**LISTED RECORDS:**
=-=-=-=-=

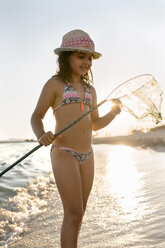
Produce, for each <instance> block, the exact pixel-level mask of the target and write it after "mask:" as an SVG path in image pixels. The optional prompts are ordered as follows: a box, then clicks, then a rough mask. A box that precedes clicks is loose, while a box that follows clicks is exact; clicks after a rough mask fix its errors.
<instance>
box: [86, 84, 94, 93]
mask: <svg viewBox="0 0 165 248" xmlns="http://www.w3.org/2000/svg"><path fill="white" fill-rule="evenodd" d="M88 87H89V88H90V91H91V94H92V95H96V90H95V87H94V86H93V85H91V84H90V85H89V86H88Z"/></svg>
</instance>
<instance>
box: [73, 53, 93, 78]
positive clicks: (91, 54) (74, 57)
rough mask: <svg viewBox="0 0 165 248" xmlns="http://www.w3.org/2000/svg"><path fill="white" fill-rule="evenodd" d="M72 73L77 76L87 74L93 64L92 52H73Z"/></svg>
mask: <svg viewBox="0 0 165 248" xmlns="http://www.w3.org/2000/svg"><path fill="white" fill-rule="evenodd" d="M69 63H70V67H71V70H72V74H74V75H77V76H83V75H85V74H86V73H87V72H88V71H89V70H90V68H91V66H92V54H91V53H83V52H73V53H72V54H71V56H70V58H69Z"/></svg>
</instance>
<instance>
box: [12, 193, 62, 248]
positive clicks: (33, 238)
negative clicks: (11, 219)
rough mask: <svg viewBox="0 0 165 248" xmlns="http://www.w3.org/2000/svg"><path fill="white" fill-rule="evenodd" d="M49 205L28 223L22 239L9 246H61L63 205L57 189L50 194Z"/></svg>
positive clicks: (46, 247) (25, 247)
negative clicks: (59, 198)
mask: <svg viewBox="0 0 165 248" xmlns="http://www.w3.org/2000/svg"><path fill="white" fill-rule="evenodd" d="M48 198H49V200H48V206H47V209H45V211H44V212H43V213H42V214H39V215H38V216H37V217H36V218H35V219H33V220H31V221H30V222H28V224H27V230H26V231H25V232H24V233H23V235H22V237H21V239H19V240H17V241H16V242H15V243H13V244H11V245H9V246H8V247H9V248H30V247H33V248H38V247H45V248H48V247H49V248H51V247H53V248H54V247H60V244H59V240H60V237H59V235H60V225H61V222H62V214H61V211H62V206H61V202H60V199H59V197H58V196H57V192H56V190H55V191H54V192H50V193H49V195H48Z"/></svg>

=-=-=-=-=

Copy every line above word for word, leaving out the pictures.

**SOLVED EXERCISE:**
Produce, for each <instance> block, the exact pixel-level mask of the target and write it after "mask:" as an SVG path in image pixels. The optional prompts are ordered as follows: a box, then clicks, then a rough mask. A box that precedes clicks is loose, while a box that follows clicks is exact; clicks after a rough mask fix its errors.
<instance>
box: [86, 84, 94, 93]
mask: <svg viewBox="0 0 165 248" xmlns="http://www.w3.org/2000/svg"><path fill="white" fill-rule="evenodd" d="M88 87H89V88H90V91H91V94H92V95H96V90H95V87H94V86H93V85H91V84H90V85H89V86H88Z"/></svg>
</instance>
<instance>
box: [73, 53, 93, 78]
positive clicks: (91, 54) (74, 57)
rough mask: <svg viewBox="0 0 165 248" xmlns="http://www.w3.org/2000/svg"><path fill="white" fill-rule="evenodd" d="M72 73L77 76L87 74L93 64L92 52H73Z"/></svg>
mask: <svg viewBox="0 0 165 248" xmlns="http://www.w3.org/2000/svg"><path fill="white" fill-rule="evenodd" d="M69 63H70V67H71V70H72V74H74V75H77V76H83V75H85V74H86V73H87V72H88V71H89V70H90V68H91V66H92V54H91V53H83V52H73V53H72V54H71V56H70V58H69Z"/></svg>
</instance>
<instance>
box: [12, 193, 62, 248]
positive clicks: (33, 238)
negative clicks: (11, 219)
rough mask: <svg viewBox="0 0 165 248" xmlns="http://www.w3.org/2000/svg"><path fill="white" fill-rule="evenodd" d="M49 205L28 223L22 239L9 246H61L63 205L57 189L50 194Z"/></svg>
positive clicks: (46, 247) (25, 247)
negative clicks: (59, 198)
mask: <svg viewBox="0 0 165 248" xmlns="http://www.w3.org/2000/svg"><path fill="white" fill-rule="evenodd" d="M48 198H49V200H48V206H47V209H45V211H44V212H43V213H42V214H39V215H38V216H37V217H36V218H35V219H33V220H31V221H30V222H28V224H27V230H26V231H25V232H24V233H23V235H22V237H21V239H19V240H17V241H16V242H15V243H13V244H11V245H9V246H8V247H9V248H30V247H33V248H38V247H45V248H48V247H49V248H51V247H53V248H54V247H60V244H59V240H60V237H59V235H60V225H61V222H62V214H61V211H62V206H61V202H60V199H59V197H58V196H57V192H56V190H55V191H54V192H50V193H49V195H48Z"/></svg>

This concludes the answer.